[DIRECTIONS FOR THIS TASK] Set down every entry again exactly as it stands below.
····················
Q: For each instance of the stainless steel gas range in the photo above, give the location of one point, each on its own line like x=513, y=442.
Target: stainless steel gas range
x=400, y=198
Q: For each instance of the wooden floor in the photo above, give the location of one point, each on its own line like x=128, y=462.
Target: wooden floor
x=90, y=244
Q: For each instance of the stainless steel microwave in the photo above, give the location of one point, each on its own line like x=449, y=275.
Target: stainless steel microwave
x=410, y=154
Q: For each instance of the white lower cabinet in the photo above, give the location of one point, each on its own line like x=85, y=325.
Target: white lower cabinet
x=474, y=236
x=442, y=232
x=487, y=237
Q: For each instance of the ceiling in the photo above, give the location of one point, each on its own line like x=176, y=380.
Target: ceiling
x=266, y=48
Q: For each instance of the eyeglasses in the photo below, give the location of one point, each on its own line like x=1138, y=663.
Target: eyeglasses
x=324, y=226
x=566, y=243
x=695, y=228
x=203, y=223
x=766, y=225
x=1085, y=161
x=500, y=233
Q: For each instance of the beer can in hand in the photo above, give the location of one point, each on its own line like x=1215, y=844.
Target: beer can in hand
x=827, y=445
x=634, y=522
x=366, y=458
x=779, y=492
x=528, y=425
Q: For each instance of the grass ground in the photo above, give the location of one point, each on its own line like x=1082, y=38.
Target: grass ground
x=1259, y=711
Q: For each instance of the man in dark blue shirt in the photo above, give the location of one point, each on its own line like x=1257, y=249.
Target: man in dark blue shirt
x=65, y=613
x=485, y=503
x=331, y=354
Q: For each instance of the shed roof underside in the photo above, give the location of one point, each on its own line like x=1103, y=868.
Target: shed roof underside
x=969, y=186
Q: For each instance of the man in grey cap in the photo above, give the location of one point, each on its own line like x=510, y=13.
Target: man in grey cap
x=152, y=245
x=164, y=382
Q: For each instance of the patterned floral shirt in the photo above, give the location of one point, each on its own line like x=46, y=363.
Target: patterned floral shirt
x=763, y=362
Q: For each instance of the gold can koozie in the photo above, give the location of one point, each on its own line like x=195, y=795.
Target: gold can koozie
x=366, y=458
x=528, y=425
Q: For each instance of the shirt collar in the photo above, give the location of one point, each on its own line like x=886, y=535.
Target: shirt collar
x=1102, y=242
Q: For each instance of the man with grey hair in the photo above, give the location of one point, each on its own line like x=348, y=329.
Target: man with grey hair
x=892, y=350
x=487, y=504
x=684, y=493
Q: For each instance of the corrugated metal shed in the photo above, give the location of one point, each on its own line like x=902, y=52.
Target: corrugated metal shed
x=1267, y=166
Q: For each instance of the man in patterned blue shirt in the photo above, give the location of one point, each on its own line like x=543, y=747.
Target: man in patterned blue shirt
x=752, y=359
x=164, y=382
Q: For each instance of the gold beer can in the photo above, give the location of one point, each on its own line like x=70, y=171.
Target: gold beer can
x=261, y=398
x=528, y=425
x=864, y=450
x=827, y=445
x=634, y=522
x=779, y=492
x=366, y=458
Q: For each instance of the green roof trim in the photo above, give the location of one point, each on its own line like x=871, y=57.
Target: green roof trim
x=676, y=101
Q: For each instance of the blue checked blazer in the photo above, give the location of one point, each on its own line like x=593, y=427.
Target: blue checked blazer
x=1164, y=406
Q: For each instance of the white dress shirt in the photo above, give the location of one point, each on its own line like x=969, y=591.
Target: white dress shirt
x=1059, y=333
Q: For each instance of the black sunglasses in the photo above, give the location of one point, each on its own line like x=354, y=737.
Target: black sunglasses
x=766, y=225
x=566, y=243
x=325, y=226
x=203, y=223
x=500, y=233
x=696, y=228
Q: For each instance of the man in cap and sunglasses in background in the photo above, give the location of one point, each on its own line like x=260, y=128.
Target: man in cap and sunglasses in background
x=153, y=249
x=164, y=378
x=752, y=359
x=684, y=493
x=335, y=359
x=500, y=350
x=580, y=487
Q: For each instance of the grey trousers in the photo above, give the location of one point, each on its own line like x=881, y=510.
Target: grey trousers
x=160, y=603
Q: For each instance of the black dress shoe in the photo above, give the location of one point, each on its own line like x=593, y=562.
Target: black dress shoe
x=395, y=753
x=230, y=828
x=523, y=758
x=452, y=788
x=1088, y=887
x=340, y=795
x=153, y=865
····················
[THE ANSWER]
Q: For each instance of the stainless steel gas range in the photo above, give the location of one point, each on its own line like x=513, y=442.
Target: stainless steel gas range
x=400, y=198
Q: For each instance of the wooden floor in the photo above, give the location of one point, each on its own line like x=128, y=462.
Target: wooden floor
x=90, y=244
Q: For each instance of the stainless steel microwave in the photo above, give the location of one point, each on its own line like x=449, y=275.
Target: stainless steel microwave
x=410, y=154
Q: For each instance of the white lower cabinet in the photo above, give the location of one point, each on its own line like x=85, y=325.
Target: white lower cabinet
x=474, y=236
x=442, y=232
x=487, y=237
Q: For each instance of the ceiling in the photo above, give the location of one point, each on its own line like x=176, y=380.
Target: ceiling
x=266, y=48
Q: For each instance of the eyeglasses in the photo below, give the location of one point, each on its own line like x=1138, y=663.
Target: eyeglasses
x=324, y=226
x=566, y=243
x=695, y=228
x=203, y=223
x=766, y=225
x=1085, y=161
x=500, y=233
Q: For each instance of the beer can in hand in the photo above, give the location of one point, each on its own line like x=1215, y=844.
Target: beer can in hand
x=827, y=445
x=634, y=522
x=366, y=458
x=779, y=492
x=528, y=425
Q: For each instance of the grass ground in the photo above, give the location of one point, each on its own line like x=1082, y=38.
Target: grass ground
x=1259, y=711
Q: For each instance of the man in dark blue shirt in the photo above, give the location of one point, each on its own line like x=1257, y=249.
Target: man in dark blue shirt
x=65, y=613
x=485, y=503
x=331, y=354
Q: For each instance of the shed roof underside in the photo above, give the location of one point, each on its own line like x=1103, y=868.
Target: shed roof underside
x=969, y=186
Q: For each instance of the man in grey cap in the photo above, give the location of one point, each on its own line like x=510, y=13.
Target: man in grey cap
x=152, y=245
x=164, y=382
Q: For each instance of the patterned floral shirt in the photo above, give the location of one point, each on its own line like x=46, y=363.
Target: patterned floral shirt
x=763, y=362
Q: For each instance of the gold can koozie in the photo above, give the location of one point, each on its own line like x=195, y=795.
Target: gold can koozie
x=366, y=458
x=528, y=425
Q: For each instance of the shirt collar in the photo above, give the location of one point, each on its own line like x=886, y=535.
Target: shirt collar
x=1102, y=242
Q: For each instance of the man with grey hair in the photo above, give the location of one point, each on its own line like x=348, y=329.
Target: man with grey hair
x=892, y=350
x=487, y=504
x=684, y=493
Q: For each instance of the corrugated metal shed in the photo above, give the location of one point, each on its own line like x=902, y=52.
Target: corrugated metal shed
x=1267, y=166
Q: For each instance of the man in patterned blue shirt in the photo above, give the location of one point, each on its own line like x=543, y=747.
Target: man in patterned blue shirt
x=752, y=359
x=164, y=382
Q: For each instance of the gold beer can in the photo above, give the location of one point, each on its own line like x=70, y=171.
Target: gold beer can
x=261, y=398
x=528, y=425
x=864, y=450
x=827, y=445
x=634, y=522
x=779, y=492
x=366, y=458
Q: For each instance of the green roof trim in the photo above, give the location of one point, each on its own line like x=871, y=57.
Target: green roof trim
x=676, y=101
Q: For each instance of the blue checked blazer in the photo above, give the location of one point, each on its own line like x=593, y=427.
Target: blue checked blazer
x=1164, y=406
Q: For each instance of the white dress shirt in the photo above, give the location of one point, each on its own line like x=969, y=591.
Target: white dress shirt
x=1059, y=333
Q: For each instance of the black sunglasses in the photo above, give the location of one point, each on its own line like x=354, y=737.
Target: black sunglasses
x=766, y=225
x=566, y=243
x=325, y=226
x=203, y=223
x=500, y=233
x=696, y=228
Q: For each instance of the man in cap and sunglasses in background in the photo above, give the location of one point, each on its own line like x=260, y=128.
Target: man in cap and sunglasses in background
x=153, y=249
x=164, y=378
x=752, y=359
x=684, y=493
x=335, y=359
x=500, y=350
x=580, y=487
Q: For each instance of the grey trousers in the photo above, give the location of one point, each on its own line like x=881, y=510.
Target: grey trousers
x=160, y=603
Q: For each instance of the black dress shoe in the photo above, give the location of one point, each on its own line like x=593, y=562.
Target: black dress shoe
x=395, y=753
x=230, y=828
x=523, y=758
x=452, y=788
x=1088, y=887
x=340, y=795
x=153, y=865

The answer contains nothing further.